The Diary of a CEO has featured hundreds of conversations with some of the world's most productive people — founders running billion-dollar companies, neuroscientists who study peak performance, athletes who compete at the highest level, and authors who've spent decades researching what makes humans effective.
We've distilled the 20 best productivity tips from DOAC — not the generic "wake up at 5 AM" advice you've heard a thousand times, but specific, science-backed strategies that the show's guests actually use and recommend. Each tip includes the reasoning behind it and exactly how to implement it.
Source: Multiple guests including Steven Bartlett and Cal Newport discussions
The single most consistent productivity advice across DOAC episodes: your first two hours of the day are your most cognitively valuable. Don't waste them on email, social media, or meetings. Use them for your most important creative or strategic work — the work that actually moves your business or career forward.
How to implement: Block 8-10 AM (or whenever your day starts) as "deep work" time. Put your phone in another room. Close email. Tell your team you're unavailable. Use this time exclusively for the one task that would make the biggest difference if completed today.

*What you will do*.
1) In the productivity tips text, what time block is suggested for deep work?
2) Reproduce the productivity tips text word for word, everything from "We've distilled the" down to "to implement it.".
The data that comes next has no connection to the productivity tips text.

*Data excerpts*.
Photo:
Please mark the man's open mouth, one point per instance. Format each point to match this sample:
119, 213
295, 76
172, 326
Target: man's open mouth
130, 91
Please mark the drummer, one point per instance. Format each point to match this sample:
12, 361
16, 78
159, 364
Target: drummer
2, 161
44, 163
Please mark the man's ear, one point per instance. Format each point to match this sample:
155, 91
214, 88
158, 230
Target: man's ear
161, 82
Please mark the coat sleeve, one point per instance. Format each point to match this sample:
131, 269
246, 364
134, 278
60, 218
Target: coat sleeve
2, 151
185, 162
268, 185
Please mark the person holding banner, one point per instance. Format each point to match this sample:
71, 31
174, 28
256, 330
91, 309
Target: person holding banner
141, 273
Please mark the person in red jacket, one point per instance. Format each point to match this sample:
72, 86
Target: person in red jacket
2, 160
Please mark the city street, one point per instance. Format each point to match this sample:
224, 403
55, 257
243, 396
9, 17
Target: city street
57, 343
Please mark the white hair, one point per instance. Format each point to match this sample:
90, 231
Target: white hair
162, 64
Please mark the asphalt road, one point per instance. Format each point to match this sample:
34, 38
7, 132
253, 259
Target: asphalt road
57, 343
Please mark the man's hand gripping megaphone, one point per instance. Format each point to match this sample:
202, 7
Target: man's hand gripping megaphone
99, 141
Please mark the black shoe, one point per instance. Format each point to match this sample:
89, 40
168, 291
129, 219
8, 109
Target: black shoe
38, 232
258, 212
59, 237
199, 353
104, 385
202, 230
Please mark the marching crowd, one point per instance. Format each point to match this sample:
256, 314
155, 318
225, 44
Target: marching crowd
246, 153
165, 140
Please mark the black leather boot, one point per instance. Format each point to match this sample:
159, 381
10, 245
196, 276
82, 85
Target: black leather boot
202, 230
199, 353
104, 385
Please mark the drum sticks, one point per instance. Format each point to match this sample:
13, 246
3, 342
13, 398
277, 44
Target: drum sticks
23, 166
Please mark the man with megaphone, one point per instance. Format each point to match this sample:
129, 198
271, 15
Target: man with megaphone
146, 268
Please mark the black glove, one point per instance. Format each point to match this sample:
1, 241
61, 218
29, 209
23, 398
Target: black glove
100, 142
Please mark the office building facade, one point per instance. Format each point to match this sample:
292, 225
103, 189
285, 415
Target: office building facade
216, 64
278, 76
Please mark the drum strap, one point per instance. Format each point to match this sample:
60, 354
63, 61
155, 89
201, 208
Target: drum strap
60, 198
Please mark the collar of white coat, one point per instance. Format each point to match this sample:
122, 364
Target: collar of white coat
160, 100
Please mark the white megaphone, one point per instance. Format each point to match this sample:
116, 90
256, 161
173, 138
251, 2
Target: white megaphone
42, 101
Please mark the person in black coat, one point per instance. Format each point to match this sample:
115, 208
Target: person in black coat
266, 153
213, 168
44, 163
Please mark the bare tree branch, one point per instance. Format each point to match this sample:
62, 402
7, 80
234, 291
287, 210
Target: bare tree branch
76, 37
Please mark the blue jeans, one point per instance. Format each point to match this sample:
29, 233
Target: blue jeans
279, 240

*Expected results*.
1) 8-10 AM, or whenever your day starts.

2)
We've distilled the 20 best productivity tips from DOAC — not the generic "wake up at 5 AM" advice you've heard a thousand times, but specific, science-backed strategies that the show's guests actually use and recommend. Each tip includes the reasoning behind it and exactly how to implement it.